• _Task item_: Copy out the listing exactly.

• _Extracted information_:
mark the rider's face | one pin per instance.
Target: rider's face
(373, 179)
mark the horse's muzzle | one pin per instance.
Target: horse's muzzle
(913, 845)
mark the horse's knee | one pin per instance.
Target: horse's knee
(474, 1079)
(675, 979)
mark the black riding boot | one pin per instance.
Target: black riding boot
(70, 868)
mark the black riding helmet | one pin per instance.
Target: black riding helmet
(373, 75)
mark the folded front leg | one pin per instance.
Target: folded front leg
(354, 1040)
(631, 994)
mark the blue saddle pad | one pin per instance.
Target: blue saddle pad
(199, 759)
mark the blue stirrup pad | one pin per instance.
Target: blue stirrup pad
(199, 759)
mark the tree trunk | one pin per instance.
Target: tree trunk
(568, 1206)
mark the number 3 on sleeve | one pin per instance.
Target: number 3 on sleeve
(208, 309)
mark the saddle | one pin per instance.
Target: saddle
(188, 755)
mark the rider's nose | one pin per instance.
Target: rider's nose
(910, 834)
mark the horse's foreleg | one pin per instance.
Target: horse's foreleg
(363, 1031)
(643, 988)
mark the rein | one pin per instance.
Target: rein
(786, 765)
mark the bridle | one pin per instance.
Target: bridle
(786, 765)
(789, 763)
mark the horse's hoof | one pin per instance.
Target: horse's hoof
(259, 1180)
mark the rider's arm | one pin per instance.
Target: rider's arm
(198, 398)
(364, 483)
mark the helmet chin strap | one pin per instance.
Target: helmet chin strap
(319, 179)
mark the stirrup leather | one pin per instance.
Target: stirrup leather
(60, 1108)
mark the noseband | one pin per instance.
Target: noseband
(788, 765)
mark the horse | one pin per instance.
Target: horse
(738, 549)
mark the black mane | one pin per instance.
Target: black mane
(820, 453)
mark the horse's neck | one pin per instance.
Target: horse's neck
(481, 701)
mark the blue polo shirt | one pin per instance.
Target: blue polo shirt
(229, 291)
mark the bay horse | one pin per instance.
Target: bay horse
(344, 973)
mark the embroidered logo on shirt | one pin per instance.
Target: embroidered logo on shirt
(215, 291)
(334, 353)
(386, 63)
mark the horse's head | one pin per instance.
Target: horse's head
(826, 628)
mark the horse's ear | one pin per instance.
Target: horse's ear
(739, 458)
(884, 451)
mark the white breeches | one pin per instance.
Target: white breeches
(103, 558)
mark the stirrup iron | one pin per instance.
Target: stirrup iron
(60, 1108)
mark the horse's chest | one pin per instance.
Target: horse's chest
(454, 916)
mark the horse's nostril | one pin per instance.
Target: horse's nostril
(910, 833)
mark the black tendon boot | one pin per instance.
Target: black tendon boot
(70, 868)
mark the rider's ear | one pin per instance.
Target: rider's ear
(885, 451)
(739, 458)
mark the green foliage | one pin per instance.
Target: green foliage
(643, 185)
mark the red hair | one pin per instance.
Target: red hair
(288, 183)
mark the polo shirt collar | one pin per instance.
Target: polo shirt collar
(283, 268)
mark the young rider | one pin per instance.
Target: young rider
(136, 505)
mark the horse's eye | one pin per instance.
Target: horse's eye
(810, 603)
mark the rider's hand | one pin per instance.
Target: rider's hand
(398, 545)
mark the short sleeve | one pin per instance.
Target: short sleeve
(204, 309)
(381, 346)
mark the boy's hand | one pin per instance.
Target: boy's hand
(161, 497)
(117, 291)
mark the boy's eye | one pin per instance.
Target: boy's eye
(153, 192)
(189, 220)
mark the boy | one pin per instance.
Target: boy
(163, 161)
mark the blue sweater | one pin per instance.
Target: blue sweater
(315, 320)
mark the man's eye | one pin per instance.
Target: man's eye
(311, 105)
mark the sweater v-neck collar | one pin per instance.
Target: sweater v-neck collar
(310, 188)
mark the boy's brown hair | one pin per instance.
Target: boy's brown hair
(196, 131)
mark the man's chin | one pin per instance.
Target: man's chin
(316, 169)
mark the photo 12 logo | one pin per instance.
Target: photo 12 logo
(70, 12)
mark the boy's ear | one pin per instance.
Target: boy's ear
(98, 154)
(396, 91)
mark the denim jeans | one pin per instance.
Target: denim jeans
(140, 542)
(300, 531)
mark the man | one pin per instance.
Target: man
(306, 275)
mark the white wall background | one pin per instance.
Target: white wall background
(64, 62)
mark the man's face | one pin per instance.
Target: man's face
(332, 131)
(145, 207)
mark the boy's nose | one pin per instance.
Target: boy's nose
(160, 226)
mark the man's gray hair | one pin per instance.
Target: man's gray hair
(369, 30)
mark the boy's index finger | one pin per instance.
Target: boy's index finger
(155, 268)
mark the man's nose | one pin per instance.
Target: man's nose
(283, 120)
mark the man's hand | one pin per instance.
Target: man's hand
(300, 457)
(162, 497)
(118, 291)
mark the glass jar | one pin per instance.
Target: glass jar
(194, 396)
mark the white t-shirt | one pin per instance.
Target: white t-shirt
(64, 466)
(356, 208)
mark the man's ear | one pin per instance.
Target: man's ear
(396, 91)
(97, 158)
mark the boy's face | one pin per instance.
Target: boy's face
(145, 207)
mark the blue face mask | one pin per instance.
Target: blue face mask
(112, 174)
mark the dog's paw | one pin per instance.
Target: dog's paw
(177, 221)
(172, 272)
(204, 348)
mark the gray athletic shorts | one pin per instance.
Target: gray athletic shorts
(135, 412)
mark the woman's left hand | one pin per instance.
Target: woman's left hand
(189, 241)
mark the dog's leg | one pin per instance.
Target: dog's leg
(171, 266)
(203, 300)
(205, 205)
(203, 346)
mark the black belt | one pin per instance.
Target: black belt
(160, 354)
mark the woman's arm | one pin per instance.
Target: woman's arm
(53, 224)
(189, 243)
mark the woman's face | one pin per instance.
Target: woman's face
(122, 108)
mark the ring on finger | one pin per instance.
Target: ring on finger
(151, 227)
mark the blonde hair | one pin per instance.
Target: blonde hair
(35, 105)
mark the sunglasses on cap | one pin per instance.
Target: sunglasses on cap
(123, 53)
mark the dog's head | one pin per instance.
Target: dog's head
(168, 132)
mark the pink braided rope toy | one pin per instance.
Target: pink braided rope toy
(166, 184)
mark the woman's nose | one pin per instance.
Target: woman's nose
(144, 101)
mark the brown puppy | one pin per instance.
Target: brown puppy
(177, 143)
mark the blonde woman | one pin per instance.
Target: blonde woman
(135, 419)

• _Task solution_:
mark the rider's face | one pin per instance.
Target: rider's face
(373, 179)
mark the horse's muzzle | one pin per instance.
Target: horse's muzzle
(913, 845)
mark the horse's knee | one pin per instance.
Target: horse's knee
(474, 1079)
(675, 979)
mark the black riding boot | one pin per instance.
Target: black riding boot
(70, 868)
mark the black riding helmet | one pin per instance.
Target: black riding helmet
(373, 75)
mark the folded front leg | one pin per instance.
Target: folded front leg
(354, 1040)
(631, 994)
mark the blue saddle pad | one pin per instance.
Target: blue saddle pad
(199, 759)
mark the blue stirrup pad | one pin per instance.
Target: blue stirrup pad
(199, 759)
mark the tree trunk | one pin per instance.
Target: tree trunk
(568, 1206)
mark the number 3 on sleeve | one pin per instance.
Target: number 3 on sleeve
(208, 309)
mark the saddle | one pin per instance.
Target: saddle
(188, 755)
mark the rider's nose | one pin per instance.
Target: rider's nose
(910, 834)
mark the horse's foreleg | one pin per instance.
Target: horse's foreleg
(363, 1031)
(643, 988)
mark the rein | one pin per instance.
Target: rein
(786, 765)
mark the bridle | one pin per instance.
Target: bridle
(786, 765)
(789, 763)
mark the horse's hoof | one pin per instance.
Target: horse's hoof
(259, 1180)
mark the rider's arm | one pin per instance.
Target: rider's arm
(198, 398)
(364, 483)
mark the helmet chin strap | one pin per instance.
Target: helmet chin strap
(319, 179)
mark the stirrup leather | one pin per instance.
Target: stirrup leather
(60, 1108)
mark the noseband | one pin per instance.
Target: noseband
(788, 765)
mark the horse | one pin per instance.
Target: horse
(738, 549)
mark the black mane | one pin per instance.
Target: black mane
(820, 453)
mark the horse's neck | one pin per instance.
Target: horse's neck
(481, 701)
mark the blue polo shirt | one pin per instance.
Target: blue polo shirt
(229, 291)
mark the bay horse | one pin per instance.
Target: bay horse
(344, 973)
mark the embroidered logo on shirt | one pin per instance.
Target: embroidered logo on shirt
(215, 291)
(334, 353)
(386, 63)
mark the horse's head | one pin per instance.
Target: horse's head
(826, 628)
mark the horse's ear | one pin per instance.
Target: horse's ear
(739, 458)
(884, 451)
mark the white breeches | one pin per instance.
Target: white breeches
(103, 558)
mark the stirrup iron | one pin per instance.
Target: stirrup iron
(60, 1108)
mark the horse's chest | one pin per instance.
Target: horse's chest
(454, 916)
mark the horse's nostril | one pin per instance.
Target: horse's nostril
(910, 833)
mark the black tendon boot | one pin per instance.
Target: black tendon boot
(70, 868)
mark the rider's ear | one pin per instance.
Target: rider's ear
(885, 451)
(739, 458)
mark the green foliage | one pin per instance.
Target: green foliage
(643, 185)
mark the red hair | one pin per instance.
Target: red hair
(288, 183)
mark the polo shirt collar | one pin per instance.
Target: polo shirt collar
(283, 268)
mark the young rider | one pin per instance.
Target: young rider
(136, 505)
mark the horse's eye | one pin per instance.
Target: horse's eye
(810, 603)
mark the rider's hand | one pin per instance.
Target: rider's hand
(398, 545)
mark the short sleeve | one pin per instance.
Target: short sleeve
(204, 309)
(381, 346)
mark the boy's hand | one pin per instance.
Target: boy's hand
(161, 497)
(117, 291)
mark the boy's eye | one pin per instance.
Target: boy's eye
(153, 192)
(189, 220)
mark the boy | one pin per instance.
Target: boy
(163, 161)
mark the blue sweater | one pin per instance.
Target: blue sweater
(315, 320)
mark the man's eye | one pin per instance.
Target: man's eye
(311, 105)
mark the sweater v-neck collar | one pin per instance.
Target: sweater v-neck collar
(310, 188)
mark the boy's brown hair | one pin per instance.
Target: boy's brown hair
(196, 131)
mark the man's chin | one pin per instance.
Target: man's chin
(316, 169)
mark the photo 12 logo | one pin per instance.
Target: photo 12 logo
(70, 12)
mark the boy's ear | one pin per instance.
Target: boy's ear
(98, 154)
(396, 91)
mark the denim jeans | one pin per instance.
Target: denim jeans
(140, 542)
(300, 531)
mark the man | one pin per instance.
Target: man
(306, 275)
mark the white wall background | one pin per instance.
Target: white wall background
(64, 62)
mark the man's face | one pin per instance.
Target: man's face
(332, 131)
(145, 207)
mark the boy's nose | one pin per instance.
Target: boy's nose
(160, 226)
mark the man's gray hair | one pin per instance.
Target: man's gray hair
(369, 30)
mark the boy's index finger | one pin per instance.
Target: boy's index finger
(155, 268)
mark the man's nose | one pin per instance.
Target: man's nose
(283, 120)
mark the man's hand | one pin per instance.
Target: man's hand
(300, 457)
(162, 497)
(118, 291)
mark the glass jar | one pin per instance.
Target: glass jar
(194, 396)
mark the white t-shirt | one pin per instance.
Target: white t-shirt
(64, 466)
(356, 208)
mark the man's ear | one pin per instance.
Target: man's ear
(396, 91)
(97, 158)
mark the boy's face | one pin per instance.
Target: boy's face
(145, 207)
mark the blue face mask | one pin per instance.
Target: blue face mask
(112, 174)
mark the dog's paw | one pin per instance.
Target: dog's paw
(177, 221)
(172, 272)
(204, 348)
mark the gray athletic shorts | one pin per instance.
Target: gray athletic shorts
(135, 412)
mark the woman's left hand | one pin per instance.
Target: woman's left hand
(189, 241)
mark the dog's leg | one pin per instance.
Target: dog's leg
(171, 266)
(203, 300)
(205, 205)
(203, 346)
mark the black belt | one pin per instance.
Target: black belt
(160, 354)
mark the woman's arm | one pin per instance.
Target: woman's arm
(53, 224)
(189, 243)
mark the woman's face | one pin per instance.
Target: woman's face
(122, 108)
mark the ring on finger | one pin per instance.
Target: ring on finger
(151, 227)
mark the blonde hair | one pin per instance.
Target: blonde hair
(35, 105)
mark the sunglasses on cap | one pin per instance.
Target: sunglasses on cap
(123, 53)
mark the dog's head | one pin per instance.
Target: dog's head
(168, 132)
mark the pink braided rope toy | one pin per instance.
Target: pink braided rope toy
(166, 184)
mark the woman's nose | one pin per instance.
Target: woman's nose
(144, 101)
mark the brown puppy | one pin per instance.
Target: brown puppy
(177, 143)
mark the blonde woman | one pin per instance.
Target: blonde woman
(135, 419)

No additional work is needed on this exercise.